→ **Document segment**

Adaptive Rejection Sampler
Overview
This skill provides guidance for implementing Adaptive Rejection Sampling (ARS) algorithms. ARS is a method for generating samples from log-concave probability distributions by constructing piecewise linear upper and lower envelopes of the log-density function. The skill focuses on procedural approaches, performance optimization, and verification strategies rather than providing implementation code.
When to Use This Skill
Use this skill when:
-
Implementing adaptive rejection sampling from scratch
-
Working with log-concave distribution samplers
-
Building statistical sampling algorithms that require envelope construction
-
Debugging or optimizing existing ARS implementations
-
The task involves R, Python, or other statistical computing environments
Implementation Approach
Phase 1: Algorithm Design Before Coding
Before writing any code:
Understand the mathematical foundations
-
Review the ARS algorithm requirements for log-concave functions
-
Understand how piecewise linear envelopes are constructed from tangent lines
-
Identify the squeeze function optimization
Design with performance in mind
-
Plan iteration limits and safeguards from the start
-
Consider worst-case computational complexity of the sampling loop
-
Design for timeout constraints that may be stricter than development testing
Plan the module structure
-
Log-concavity verification module
-
Envelope construction and update module
-
Sampling loop with rejection logic
-
Initialization point selection
Phase 2: Critical Implementation Considerations
Log-Concavity Checking
When implementing log-concavity verification:
-
Use appropriate tolerance values for numerical comparison
-
Consider that some valid distributions have constant second derivatives (e.g., exponential distribution)
-
Use <= tolerance instead of strict < comparisons when checking for non-positive second derivatives
-
Test with edge cases like exponential, normal, and gamma distributions
Initialization Points
Proper initialization significantly affects sampling quality and performance:
-
Handle shifted distributions by adjusting initialization points relative to the mode
-
Consider the support bounds when selecting initial points
-
Use multiple initial points to ensure good envelope coverage
-
Test with distributions that have modes far from the origin
Iteration Limits and Safeguards
Critical for preventing infinite loops and timeouts:
-
Implement maximum iteration limits in all sampling loops
-
Add progress indicators or logging for long-running computations
-
Include timeout protection mechanisms
-
Design early exit conditions for convergence
Phase 3: Performance-First Development
Timeout Considerations
-
External test frameworks may use shorter timeouts than development testing
-
If development tests use 180-second timeouts, production may use 60 seconds
-
Profile performance early to catch issues before they become blocking
-
Test with varying timeout constraints to ensure robustness
Computational Efficiency
-
Analyze the computational complexity of the sampling loop
-
Optimize envelope updates to minimize recalculation
-
Consider caching frequently computed values
-
Profile with realistic sample sizes
Verification Strategies
Unit Testing Approach
Test each module independently
-
Log-concavity checker with known log-concave and non-log-concave functions
-
Envelope construction with simple distributions
-
Sampling loop with controlled random seeds
Test known distributions
-
Standard normal distribution
-
Exponential distribution (constant second derivative edge case)

Part of a data file
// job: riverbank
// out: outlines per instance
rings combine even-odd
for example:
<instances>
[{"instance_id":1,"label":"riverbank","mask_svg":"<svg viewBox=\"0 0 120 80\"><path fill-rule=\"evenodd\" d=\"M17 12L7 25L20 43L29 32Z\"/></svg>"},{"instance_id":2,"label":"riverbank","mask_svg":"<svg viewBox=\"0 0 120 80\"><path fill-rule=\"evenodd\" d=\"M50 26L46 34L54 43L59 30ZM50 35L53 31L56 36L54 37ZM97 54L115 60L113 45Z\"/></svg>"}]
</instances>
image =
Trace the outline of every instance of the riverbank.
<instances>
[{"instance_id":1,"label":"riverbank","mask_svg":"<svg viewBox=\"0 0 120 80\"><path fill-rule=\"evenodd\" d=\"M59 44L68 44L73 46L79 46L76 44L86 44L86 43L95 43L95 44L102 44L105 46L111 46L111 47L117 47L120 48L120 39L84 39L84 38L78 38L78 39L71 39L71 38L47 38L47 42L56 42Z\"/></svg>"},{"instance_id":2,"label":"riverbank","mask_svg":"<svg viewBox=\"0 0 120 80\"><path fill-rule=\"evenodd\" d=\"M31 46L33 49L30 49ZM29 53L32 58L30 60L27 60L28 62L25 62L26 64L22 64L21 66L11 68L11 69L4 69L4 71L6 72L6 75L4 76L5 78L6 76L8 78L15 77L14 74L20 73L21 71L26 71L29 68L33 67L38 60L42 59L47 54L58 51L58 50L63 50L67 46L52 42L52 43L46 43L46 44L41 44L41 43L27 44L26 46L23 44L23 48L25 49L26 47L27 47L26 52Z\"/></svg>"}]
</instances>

→ **Exercise directions**
Reproduce the passage of the adaptive rejection sampling guide starting at "Adaptive Rejection Sampler" and ending at "providing implementation code.".

→ **Solution to the exercise**
Adaptive Rejection Sampler
Overview
This skill provides guidance for implementing Adaptive Rejection Sampling (ARS) algorithms. ARS is a method for generating samples from log-concave probability distributions by constructing piecewise linear upper and lower envelopes of the log-density function. The skill focuses on procedural approaches, performance optimization, and verification strategies rather than providing implementation code.